[start of SELECTED EXCERPT]

Multilateralism was the order of the day in the Asia-Pacific this quarter. Two sessions of the Six-Party Talks and a number of associated bilateral and multilateral working group sessions were held, culminating in a “breakthrough” at quarter’s end, at least in terms of the disablement of North Korea’s nuclear facilities at Yongbyon. The ASEAN Regional Forum (ARF) and associated 10+X ministerial meetings took place amid reports of steady progress on the development of ASEAN’s first Charter. The annual Asia Pacific Economic Cooperation (APEC) Leaders Meeting resulted in rhetorical commitments to combat global warming and move the Doha round of trade talks forward, while President George W. Bush met for the third time in a summit with assembled ASEAN leaders along the APEC sidelines. The failure of Secretary of State Condeleezza Rice to attend the ARF meeting (her second miss in three attempts) and the cancellation of Bush’s follow-on visit to Singapore (for what would have been his first full summit meeting with ASEAN leaders) renewed concerns about the U.S. commitment to the region, despite the deepening of the U.S.-ASEAN Enhanced Partnership. Multilateral military cooperation included major exercises in the Indian Ocean and Central Asia by what some portray (inaccurately?) as emerging rival blocs. Democracy watchers continued to keep a close eye on Bangkok’s slow return to democracy and election dynamics in Seoul and Taipei, even while expressing revulsion over the latest giant step backward taken by the military junta in Rangoon.
The quarter opened with Assistant Secretary of State Christopher Hill proclaiming that we were “a few days away” from overcoming the “technical issues” that were holding up the Korean Peninsula denuclearization process. Unfortunately, those few days did not take place until mid-June, postponing the long-awaited 60-day test of the Feb. 13 “action for action” agreement until next quarter. Also pending is a test of the willingness of the nations of Southeast Asia to develop a meaningful Charter in commemoration of ASEAN’s 40th birthday, following this quarter’s review of (and reported revisions to) the groundbreaking draft provided last quarter by its Eminent Persons Group. The commitment of Thailand’s military leaders to restore democracy is also being tested, as is Beijing’s commitment to Hong Kong’s Basic Law on the 10th anniversary of reversion. Meanwhile, new U.S. Secretary of Defense Robert Gates and China’s new PLA Deputy Chief of the General Staff Zhang Qinsheng passed their initial diplomatic tests this quarter while making their first appearance at the Shangri-La Dialogue in Singapore. Finally, East Asia’s economy, 10 years after the Asian financial crisis, appears to have nicely survived the test of time.
The Year of the Golden Pig has gotten off to an auspicious beginning. The Six-Party Talks, seemingly left for dead at the end of last quarter, were miraculously revived, resulting in an “action for action” game plan for the phased implementation of the September 2005 joint denuclearization agreement. Neither weather nor terrorism concerns prevented the second East Asia Summit from taking place as rescheduled, with the U.S. nowhere to be found. ASEAN leaders also took a step forward in examining their first formal Charter while agreeing with their Plus Three partners (China, Japan, and South Korea, finally once again on speaking terms) to promote greater regional integration. Tokyo and Canberra took a dramatic step forward in strengthening bilateral security cooperation, while the second “Armitage-Nye Report” was released, laying out a bipartisan vision for “getting Asia right.”

[end of SELECTED EXCERPT]
[start of RECORDED DATA]

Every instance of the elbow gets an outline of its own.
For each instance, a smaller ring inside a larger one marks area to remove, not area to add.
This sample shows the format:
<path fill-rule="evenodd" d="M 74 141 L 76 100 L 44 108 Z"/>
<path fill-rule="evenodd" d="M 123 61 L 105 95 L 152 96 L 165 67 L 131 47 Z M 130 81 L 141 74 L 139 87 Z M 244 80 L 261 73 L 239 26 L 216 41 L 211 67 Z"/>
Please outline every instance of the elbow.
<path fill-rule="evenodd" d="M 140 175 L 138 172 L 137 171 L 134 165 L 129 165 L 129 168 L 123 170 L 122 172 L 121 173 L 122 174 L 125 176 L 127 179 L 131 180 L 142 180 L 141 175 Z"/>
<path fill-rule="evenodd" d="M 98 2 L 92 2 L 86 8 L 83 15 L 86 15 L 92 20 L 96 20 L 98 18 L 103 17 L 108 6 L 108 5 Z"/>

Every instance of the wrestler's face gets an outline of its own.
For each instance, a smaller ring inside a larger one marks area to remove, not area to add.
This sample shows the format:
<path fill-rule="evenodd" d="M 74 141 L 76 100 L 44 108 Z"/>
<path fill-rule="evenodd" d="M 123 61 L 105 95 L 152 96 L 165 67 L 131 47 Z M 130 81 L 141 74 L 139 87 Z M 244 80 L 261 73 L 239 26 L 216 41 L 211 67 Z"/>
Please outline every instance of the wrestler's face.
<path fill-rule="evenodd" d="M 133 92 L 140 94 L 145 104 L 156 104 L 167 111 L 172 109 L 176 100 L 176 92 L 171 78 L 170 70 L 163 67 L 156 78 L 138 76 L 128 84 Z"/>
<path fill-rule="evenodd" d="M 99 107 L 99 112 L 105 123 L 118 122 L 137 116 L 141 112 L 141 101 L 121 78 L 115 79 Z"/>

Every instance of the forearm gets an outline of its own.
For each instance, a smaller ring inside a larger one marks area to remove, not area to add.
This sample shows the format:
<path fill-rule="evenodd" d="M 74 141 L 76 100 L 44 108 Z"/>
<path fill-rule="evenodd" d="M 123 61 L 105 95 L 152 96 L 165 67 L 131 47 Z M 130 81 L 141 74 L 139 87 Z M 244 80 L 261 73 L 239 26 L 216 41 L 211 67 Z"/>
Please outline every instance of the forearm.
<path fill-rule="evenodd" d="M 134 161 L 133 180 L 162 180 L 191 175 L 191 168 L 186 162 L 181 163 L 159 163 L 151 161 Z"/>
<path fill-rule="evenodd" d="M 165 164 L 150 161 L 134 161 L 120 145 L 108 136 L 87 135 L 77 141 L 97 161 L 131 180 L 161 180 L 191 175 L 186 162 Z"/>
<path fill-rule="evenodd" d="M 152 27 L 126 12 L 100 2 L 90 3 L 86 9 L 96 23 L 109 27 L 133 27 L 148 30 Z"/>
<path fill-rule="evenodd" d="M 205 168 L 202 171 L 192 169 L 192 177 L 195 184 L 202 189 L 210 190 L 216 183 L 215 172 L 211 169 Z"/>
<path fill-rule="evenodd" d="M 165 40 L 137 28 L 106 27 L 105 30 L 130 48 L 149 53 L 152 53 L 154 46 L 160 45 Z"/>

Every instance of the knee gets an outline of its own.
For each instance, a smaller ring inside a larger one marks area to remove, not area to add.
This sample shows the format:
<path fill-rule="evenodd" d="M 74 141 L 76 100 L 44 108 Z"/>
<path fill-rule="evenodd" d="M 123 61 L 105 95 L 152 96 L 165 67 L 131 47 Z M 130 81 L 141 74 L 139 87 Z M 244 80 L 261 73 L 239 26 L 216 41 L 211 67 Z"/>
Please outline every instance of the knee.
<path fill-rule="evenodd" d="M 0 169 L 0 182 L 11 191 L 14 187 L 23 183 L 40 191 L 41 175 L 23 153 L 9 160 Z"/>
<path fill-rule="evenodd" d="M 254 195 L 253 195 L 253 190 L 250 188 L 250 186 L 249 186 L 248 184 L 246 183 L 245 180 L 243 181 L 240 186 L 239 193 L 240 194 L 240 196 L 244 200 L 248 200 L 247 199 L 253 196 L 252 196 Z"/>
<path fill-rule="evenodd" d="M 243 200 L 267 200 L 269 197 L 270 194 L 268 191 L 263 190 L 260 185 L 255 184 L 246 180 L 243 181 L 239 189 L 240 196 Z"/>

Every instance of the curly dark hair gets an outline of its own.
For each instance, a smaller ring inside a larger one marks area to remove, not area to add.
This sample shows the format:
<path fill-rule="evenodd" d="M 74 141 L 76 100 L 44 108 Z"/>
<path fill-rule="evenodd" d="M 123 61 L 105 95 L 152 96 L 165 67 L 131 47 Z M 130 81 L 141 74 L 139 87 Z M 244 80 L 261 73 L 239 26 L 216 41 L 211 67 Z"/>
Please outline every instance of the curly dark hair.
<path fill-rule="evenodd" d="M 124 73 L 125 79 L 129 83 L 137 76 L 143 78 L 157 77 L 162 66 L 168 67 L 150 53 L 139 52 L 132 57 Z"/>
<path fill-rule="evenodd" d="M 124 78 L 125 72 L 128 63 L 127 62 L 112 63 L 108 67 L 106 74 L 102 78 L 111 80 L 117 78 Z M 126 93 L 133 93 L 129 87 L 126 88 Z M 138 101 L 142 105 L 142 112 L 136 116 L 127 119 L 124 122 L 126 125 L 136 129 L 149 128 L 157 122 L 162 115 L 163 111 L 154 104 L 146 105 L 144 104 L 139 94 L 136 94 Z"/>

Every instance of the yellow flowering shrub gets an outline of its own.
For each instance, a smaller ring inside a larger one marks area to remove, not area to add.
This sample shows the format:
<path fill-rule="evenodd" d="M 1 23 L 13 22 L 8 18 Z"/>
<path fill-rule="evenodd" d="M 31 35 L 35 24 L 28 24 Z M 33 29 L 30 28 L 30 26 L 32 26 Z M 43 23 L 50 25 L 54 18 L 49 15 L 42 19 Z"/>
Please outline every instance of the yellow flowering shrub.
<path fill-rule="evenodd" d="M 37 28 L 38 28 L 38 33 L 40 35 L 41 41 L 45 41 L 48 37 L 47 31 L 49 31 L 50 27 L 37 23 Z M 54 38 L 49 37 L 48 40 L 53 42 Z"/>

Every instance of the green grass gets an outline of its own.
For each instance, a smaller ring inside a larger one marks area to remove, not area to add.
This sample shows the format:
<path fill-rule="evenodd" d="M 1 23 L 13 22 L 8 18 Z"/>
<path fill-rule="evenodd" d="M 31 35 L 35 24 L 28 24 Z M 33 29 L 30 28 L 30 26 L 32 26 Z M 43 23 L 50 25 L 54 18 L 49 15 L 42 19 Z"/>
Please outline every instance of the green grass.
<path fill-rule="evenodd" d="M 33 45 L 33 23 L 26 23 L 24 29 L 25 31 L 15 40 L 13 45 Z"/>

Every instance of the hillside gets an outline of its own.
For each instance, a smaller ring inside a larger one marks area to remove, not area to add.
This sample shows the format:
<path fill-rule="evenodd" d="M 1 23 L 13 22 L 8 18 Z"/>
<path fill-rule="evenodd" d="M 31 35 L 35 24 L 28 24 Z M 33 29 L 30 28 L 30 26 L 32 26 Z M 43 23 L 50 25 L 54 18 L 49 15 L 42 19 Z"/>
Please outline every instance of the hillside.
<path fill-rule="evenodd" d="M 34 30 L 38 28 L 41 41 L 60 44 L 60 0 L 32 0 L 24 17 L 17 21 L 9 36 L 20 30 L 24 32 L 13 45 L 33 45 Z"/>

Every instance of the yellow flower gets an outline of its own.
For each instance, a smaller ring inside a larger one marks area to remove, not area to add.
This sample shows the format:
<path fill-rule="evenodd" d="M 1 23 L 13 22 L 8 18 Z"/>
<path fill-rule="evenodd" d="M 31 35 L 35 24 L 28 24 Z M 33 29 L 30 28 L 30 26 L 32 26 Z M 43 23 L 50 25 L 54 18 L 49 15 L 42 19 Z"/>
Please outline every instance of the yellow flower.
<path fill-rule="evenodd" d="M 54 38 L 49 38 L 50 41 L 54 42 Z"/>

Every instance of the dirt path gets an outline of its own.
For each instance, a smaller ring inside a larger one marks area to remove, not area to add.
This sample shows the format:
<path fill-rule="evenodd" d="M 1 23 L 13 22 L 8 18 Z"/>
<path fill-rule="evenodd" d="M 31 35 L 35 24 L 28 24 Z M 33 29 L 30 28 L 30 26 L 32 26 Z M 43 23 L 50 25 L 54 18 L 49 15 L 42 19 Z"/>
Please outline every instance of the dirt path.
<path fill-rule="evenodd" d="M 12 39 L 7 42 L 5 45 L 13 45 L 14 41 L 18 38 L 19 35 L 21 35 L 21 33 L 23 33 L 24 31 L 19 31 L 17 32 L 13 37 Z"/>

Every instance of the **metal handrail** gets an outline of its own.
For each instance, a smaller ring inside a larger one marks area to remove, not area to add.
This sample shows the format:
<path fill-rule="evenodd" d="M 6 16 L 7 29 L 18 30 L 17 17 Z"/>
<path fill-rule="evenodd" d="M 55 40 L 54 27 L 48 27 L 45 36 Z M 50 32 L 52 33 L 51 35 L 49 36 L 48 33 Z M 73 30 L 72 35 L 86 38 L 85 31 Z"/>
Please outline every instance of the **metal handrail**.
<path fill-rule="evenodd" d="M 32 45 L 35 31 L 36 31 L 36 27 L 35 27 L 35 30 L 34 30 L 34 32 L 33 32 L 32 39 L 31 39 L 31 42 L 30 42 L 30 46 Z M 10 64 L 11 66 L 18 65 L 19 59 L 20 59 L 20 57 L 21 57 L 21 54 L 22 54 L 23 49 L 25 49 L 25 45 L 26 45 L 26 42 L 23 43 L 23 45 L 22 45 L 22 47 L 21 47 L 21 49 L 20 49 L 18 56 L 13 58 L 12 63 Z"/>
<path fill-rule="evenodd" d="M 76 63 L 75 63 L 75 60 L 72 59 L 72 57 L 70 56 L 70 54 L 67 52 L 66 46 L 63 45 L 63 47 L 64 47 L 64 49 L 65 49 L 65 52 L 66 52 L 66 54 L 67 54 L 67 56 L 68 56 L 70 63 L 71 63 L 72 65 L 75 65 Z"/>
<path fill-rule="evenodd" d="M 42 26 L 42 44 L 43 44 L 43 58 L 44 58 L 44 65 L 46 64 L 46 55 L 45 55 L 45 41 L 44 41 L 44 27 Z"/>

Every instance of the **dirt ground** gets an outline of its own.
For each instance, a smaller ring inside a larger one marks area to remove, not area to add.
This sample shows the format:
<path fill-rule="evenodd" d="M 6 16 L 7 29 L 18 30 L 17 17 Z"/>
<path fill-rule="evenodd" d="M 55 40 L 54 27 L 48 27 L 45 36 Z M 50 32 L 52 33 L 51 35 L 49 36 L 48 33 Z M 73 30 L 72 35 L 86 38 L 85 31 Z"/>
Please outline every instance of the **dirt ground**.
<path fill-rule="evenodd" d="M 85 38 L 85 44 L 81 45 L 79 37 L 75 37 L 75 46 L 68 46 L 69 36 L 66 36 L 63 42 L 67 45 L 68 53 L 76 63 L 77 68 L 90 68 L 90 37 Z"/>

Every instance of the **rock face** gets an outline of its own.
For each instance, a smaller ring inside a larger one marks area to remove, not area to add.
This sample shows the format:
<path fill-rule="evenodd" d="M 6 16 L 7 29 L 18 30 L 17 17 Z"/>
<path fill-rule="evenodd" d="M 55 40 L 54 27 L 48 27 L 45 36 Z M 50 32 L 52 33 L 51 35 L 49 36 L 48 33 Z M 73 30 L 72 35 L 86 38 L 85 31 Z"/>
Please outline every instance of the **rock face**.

[end of RECORDED DATA]

WORK TO DO
Continue the review of Asia-Pacific regional diplomacy above, picking up right after its last sentence.

EXERCISE RESULT
The quarter started with a bang, literally, as North Korea made good on its threat to test a nuclear weapon, resulting in a strongly worded (but not strongly enforceable) UN Security Council resolution (UNSCR 1718) imposing sanctions. To the surprise of some, Pyongyang agreed to return to another round of Six-Party Talks this quarter; to the surprise of virtually no one, the talks went nowhere. The most anticipated multilateral event of the quarter, the second East Asia Summit (EAS), was postponed (ostensibly due to weather), but the Asia Pacific Economic Cooperation (APEC) Leaders Meeting did take place on schedule, along with a side meeting between President Bush and the “ASEAN Seven.” Democracy took another hit in the region, this time via a military coup in Fiji, even as the road back to democracy in Thailand is proving to be longer than promised. The Asia Pacific economic outlook remains good, with the region continuing to set the pace for the rest of the world. The political outlook is not as sunny.
The last quarter ended with the international community playing “will they, or won’t they” over North Korea’s threatened missile test; they did! This quarter it’s déjà vu all over again, this time concerning a threatened nuclear weapons test. Following the UN Security Council’s surprisingly tough response to the missile tests, efforts were made to jump-start the negotiation process at this summer’s ASEAN Regional Forum (ARF) meeting. This attempt proved fruitless, however, as North Korea’s foreign minister refused to come to an “informal” six-party meeting, despite the opportunity to meet face-to-face with U.S. Secretary of State Condoleezza Rice (who, despite genuine crises in the Middle East, made the extra effort to attend this year’s ministerial meeting). Elsewhere in Asia, ASEAN foreign ministers held their 39th annual Ministerial and numerous 10+1 post-ministerial talks (including a productive session with Secretary Rice), along with an ASEAN Plus Three meeting with their counterparts from China, Japan, and the ROK. Meanwhile, the democratic process continued to witness ups and (mostly) downs in Asia, as the military coup in Thailand reminds us of just how fragile the democratic process remains in Asia.
The second quarter of 2006 went about as well for U.S.-Japan relations as could be imagined. The two governments agreed on a plan to restructure their military alliance; the ban on U.S. beef exports to Japan was lifted (again); the two countries’ diplomacy appears to be well coordinated as they deal with vexing issues (Iran and North Korea); and the “Sayonara Summit” was a PR success (as anticipated). From all appearances, the foundation has been laid for a successful U.S.-Japan partnership that outlives the George Bush-Koizumi Junichiro “special relationship.”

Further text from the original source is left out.